[WHAT IS BEING ASKED]
Can you write out every line of the data from its first line up to and including the line with "1013,510,1219,723", adding -18 to each bounding-box coordinate in the answers and leaving all other text unchanged?

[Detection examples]
··········
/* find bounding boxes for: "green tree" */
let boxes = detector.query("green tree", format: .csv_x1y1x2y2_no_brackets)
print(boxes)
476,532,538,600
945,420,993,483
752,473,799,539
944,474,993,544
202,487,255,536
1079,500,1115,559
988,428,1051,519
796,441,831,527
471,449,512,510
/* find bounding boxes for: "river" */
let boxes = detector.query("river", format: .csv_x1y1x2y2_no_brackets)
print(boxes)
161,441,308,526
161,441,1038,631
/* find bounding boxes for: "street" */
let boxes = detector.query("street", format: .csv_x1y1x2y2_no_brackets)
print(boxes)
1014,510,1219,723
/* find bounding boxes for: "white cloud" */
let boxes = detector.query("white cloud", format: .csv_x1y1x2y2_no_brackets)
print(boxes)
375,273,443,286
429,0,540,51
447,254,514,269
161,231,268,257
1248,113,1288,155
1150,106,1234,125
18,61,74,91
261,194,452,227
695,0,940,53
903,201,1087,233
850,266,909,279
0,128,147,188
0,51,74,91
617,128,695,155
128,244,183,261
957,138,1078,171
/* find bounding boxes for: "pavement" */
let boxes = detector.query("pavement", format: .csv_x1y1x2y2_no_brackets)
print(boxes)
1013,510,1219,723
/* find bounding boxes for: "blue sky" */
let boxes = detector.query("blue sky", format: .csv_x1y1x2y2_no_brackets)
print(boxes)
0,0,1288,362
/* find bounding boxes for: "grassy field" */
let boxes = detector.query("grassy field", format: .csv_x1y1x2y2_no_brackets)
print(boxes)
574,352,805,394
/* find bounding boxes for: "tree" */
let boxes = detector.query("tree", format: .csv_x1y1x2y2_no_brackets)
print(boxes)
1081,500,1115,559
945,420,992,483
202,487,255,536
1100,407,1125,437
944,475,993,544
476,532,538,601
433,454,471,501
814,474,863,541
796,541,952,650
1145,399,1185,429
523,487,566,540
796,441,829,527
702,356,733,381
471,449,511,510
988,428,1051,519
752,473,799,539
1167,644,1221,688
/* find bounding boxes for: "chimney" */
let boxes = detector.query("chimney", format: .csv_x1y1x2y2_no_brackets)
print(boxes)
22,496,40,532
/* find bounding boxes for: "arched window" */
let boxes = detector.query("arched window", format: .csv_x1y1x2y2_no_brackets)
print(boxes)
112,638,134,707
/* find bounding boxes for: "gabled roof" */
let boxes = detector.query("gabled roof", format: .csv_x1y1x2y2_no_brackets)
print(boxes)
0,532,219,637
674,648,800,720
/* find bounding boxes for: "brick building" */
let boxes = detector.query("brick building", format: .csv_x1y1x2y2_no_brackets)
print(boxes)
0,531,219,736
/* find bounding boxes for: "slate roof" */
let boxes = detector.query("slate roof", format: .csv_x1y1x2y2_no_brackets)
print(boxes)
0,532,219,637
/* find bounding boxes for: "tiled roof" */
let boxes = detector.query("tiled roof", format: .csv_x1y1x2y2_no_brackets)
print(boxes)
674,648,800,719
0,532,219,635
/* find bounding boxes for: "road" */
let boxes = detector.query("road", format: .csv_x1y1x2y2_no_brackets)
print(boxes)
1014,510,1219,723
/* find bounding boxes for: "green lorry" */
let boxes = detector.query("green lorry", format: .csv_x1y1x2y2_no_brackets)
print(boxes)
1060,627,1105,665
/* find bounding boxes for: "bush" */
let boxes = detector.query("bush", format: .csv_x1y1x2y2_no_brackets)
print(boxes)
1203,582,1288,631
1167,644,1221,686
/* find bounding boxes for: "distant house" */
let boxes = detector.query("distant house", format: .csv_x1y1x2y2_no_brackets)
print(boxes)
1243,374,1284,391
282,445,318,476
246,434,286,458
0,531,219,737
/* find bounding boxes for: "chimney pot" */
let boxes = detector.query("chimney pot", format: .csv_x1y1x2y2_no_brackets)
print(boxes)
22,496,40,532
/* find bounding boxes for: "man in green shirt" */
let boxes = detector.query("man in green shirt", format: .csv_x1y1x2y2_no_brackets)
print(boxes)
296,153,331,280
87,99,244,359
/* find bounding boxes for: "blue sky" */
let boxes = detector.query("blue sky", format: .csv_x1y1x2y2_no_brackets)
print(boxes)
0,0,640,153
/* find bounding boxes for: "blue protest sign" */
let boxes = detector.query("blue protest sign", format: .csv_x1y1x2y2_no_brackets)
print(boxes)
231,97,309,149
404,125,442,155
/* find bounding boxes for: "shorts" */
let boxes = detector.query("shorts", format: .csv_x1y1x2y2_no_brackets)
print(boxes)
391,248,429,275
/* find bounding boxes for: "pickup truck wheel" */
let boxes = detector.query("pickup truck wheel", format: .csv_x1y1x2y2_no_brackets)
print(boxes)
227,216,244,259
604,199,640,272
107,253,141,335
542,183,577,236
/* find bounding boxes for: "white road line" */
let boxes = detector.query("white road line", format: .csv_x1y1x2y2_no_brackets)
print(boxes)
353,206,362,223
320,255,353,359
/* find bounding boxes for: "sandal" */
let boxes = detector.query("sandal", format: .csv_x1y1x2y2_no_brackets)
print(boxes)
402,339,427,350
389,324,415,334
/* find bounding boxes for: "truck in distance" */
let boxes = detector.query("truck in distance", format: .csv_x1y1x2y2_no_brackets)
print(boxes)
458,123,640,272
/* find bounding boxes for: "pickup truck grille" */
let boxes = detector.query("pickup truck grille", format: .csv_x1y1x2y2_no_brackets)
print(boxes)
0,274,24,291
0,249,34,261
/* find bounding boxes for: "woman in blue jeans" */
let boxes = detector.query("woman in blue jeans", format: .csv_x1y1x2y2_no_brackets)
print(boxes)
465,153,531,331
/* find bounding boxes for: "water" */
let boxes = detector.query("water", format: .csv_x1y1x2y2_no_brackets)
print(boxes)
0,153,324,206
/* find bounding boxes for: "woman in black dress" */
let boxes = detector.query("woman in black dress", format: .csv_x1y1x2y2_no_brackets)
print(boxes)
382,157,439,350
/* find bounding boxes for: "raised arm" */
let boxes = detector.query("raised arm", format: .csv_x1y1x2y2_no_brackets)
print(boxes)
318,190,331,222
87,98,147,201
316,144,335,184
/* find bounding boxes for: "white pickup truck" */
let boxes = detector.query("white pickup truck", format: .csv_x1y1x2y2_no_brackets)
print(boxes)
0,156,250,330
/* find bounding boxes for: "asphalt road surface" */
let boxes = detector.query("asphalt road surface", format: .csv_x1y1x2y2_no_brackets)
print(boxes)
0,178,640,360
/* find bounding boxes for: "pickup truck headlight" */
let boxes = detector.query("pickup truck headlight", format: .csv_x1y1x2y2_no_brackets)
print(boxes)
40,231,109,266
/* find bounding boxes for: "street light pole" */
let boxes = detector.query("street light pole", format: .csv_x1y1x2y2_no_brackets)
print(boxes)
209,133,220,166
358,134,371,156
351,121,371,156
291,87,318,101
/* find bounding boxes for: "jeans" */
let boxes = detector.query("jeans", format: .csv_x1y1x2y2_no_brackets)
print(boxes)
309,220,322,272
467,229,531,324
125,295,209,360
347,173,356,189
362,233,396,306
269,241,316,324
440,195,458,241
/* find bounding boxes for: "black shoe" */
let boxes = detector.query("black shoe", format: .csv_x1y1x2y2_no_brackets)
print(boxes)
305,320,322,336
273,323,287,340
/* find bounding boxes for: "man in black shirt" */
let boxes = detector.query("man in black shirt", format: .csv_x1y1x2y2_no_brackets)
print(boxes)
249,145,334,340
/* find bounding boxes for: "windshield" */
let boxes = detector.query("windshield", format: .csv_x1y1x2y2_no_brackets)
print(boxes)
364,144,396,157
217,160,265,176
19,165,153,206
··········
[THE OUTPUT]
/* find bounding boxes for: "green tree" */
let boxes = detector.query("green tree", format: .csv_x1y1x2y2_no_brackets)
print(boxes)
458,514,520,582
927,402,975,465
734,455,781,521
926,456,975,526
184,469,237,518
1061,482,1097,541
970,410,1033,501
778,423,813,509
453,431,494,492
/* find bounding boxes for: "river" */
let boxes = detector.query("river", format: .csv_x1y1x2y2_no_brackets)
print(boxes)
143,423,290,508
143,423,1020,613
/* find bounding boxes for: "street" */
let boxes = detector.query("street", format: .csv_x1y1x2y2_no_brackets)
print(boxes)
996,492,1201,705
/* find bounding boxes for: "white cloud" */
let boxes = detector.query("white cloud", format: .csv_x1y1x2y2_no_brackets)
print(boxes)
357,255,425,268
411,-18,522,33
429,236,496,251
143,213,250,239
1230,95,1270,137
1132,88,1216,107
0,43,56,73
243,176,434,209
677,-18,922,35
885,183,1069,215
832,248,891,261
-18,110,129,170
-18,33,56,73
599,110,677,137
110,226,165,243
939,120,1060,153
/* find bounding boxes for: "pavement" */
let boxes = detector.query("pavement", format: .csv_x1y1x2y2_no_brackets)
print(boxes)
995,492,1201,705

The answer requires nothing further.